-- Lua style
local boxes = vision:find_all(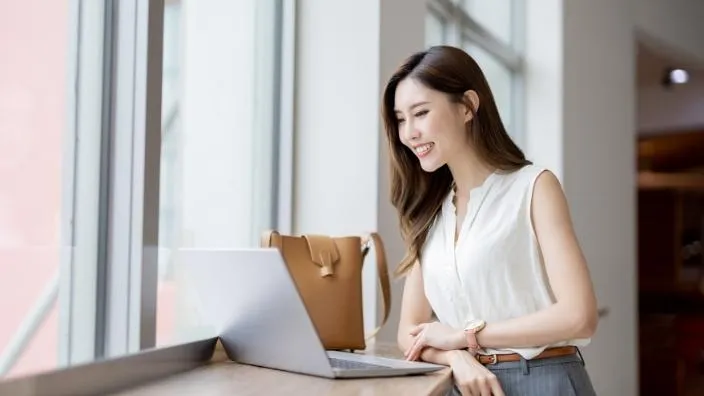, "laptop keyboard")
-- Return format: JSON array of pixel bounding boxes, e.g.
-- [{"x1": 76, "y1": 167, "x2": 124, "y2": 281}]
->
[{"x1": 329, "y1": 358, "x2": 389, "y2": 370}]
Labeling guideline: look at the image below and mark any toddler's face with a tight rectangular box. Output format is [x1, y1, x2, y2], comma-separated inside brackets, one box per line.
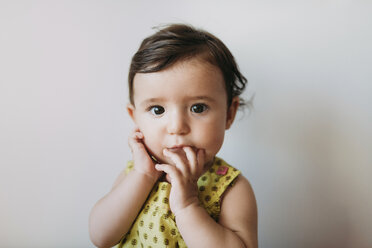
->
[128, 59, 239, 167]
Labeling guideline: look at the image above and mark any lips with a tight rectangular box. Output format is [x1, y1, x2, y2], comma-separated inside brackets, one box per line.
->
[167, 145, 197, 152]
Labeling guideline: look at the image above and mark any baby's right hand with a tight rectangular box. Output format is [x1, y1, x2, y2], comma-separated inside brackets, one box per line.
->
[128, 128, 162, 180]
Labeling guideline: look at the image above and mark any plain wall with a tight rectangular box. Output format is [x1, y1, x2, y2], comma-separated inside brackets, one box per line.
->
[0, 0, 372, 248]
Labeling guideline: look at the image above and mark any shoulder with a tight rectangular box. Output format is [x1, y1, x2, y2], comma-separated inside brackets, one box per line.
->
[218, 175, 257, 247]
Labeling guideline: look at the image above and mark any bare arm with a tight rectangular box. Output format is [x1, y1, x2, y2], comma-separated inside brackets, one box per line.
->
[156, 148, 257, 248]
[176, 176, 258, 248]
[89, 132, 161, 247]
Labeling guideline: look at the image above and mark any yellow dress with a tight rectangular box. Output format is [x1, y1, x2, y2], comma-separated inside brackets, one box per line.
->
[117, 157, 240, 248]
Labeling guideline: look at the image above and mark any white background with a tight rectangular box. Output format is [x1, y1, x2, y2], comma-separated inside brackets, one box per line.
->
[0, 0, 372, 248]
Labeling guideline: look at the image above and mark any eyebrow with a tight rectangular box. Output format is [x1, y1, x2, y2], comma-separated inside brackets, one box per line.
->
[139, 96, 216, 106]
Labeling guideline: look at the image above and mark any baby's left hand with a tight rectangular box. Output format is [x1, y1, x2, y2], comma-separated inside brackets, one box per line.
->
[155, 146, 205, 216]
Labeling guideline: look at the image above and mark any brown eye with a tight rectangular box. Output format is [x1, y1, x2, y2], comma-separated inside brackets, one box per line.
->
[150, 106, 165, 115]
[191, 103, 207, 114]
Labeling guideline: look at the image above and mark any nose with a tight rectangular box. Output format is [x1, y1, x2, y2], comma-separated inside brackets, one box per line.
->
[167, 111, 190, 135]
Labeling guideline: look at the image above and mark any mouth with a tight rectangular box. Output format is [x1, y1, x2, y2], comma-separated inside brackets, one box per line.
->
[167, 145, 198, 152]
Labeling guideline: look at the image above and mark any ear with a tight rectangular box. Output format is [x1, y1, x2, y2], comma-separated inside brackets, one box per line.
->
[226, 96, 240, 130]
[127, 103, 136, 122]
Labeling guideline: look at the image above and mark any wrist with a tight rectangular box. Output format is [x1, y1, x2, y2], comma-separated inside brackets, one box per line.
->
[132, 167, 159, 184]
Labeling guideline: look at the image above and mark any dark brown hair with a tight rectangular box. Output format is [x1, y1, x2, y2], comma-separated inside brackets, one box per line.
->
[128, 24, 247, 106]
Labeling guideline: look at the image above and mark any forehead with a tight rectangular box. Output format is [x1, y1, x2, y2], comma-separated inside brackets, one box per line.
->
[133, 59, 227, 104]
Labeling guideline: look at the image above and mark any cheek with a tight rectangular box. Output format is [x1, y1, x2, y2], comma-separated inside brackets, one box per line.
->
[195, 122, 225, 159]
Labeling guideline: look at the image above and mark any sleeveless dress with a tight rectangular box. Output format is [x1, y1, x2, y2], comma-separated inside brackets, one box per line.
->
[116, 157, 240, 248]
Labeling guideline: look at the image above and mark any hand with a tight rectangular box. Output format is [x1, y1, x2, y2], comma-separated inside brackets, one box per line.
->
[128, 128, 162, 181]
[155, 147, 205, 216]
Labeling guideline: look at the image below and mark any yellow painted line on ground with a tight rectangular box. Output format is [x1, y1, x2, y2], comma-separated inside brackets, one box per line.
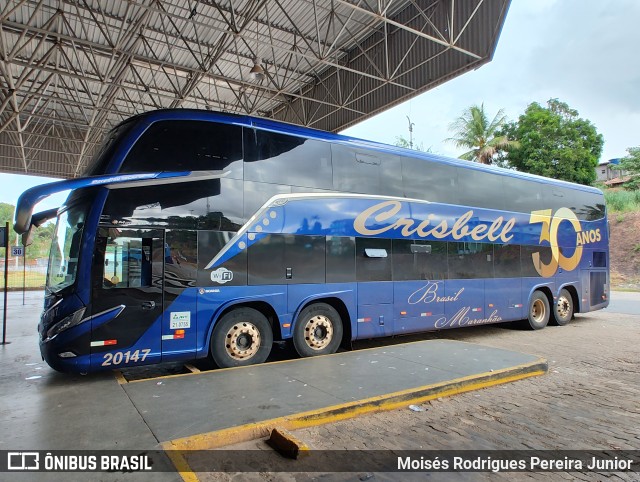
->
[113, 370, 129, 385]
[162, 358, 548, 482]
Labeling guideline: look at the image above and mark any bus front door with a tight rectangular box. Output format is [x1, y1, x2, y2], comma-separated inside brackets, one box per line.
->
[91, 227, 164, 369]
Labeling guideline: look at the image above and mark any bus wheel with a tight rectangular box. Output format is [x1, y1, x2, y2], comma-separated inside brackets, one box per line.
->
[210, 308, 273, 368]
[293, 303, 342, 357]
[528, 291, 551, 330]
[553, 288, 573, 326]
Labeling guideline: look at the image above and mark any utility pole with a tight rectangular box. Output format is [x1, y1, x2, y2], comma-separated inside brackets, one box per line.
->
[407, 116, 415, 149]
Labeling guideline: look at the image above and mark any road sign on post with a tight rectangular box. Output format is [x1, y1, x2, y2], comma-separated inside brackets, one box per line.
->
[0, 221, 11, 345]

=-=-=

Copy out, word for word, the lines of the items starting at the line that contains "any bus wheel" and stopping after the final line of the items, with both ends included.

Labeling guideline: look at the image above and mark any bus wheel with a tight rectangular box. Output format is [x1, y1, x2, y2], comma-separated inside brackets, one box per line.
->
[210, 308, 273, 368]
[293, 303, 342, 357]
[528, 291, 551, 330]
[553, 288, 573, 326]
Labeling guideline: look at the image above and mark any utility pole with a tight rectangular box. Output format is [x1, y1, x2, y2], comma-separated inside brackets, one box per line.
->
[407, 116, 415, 149]
Labeling guideline: look at the image above and mark any road sign on post with a tight rectangular box. Output format is [x1, y1, x2, y2], comma-separated inside brackets, one box per line.
->
[0, 221, 11, 345]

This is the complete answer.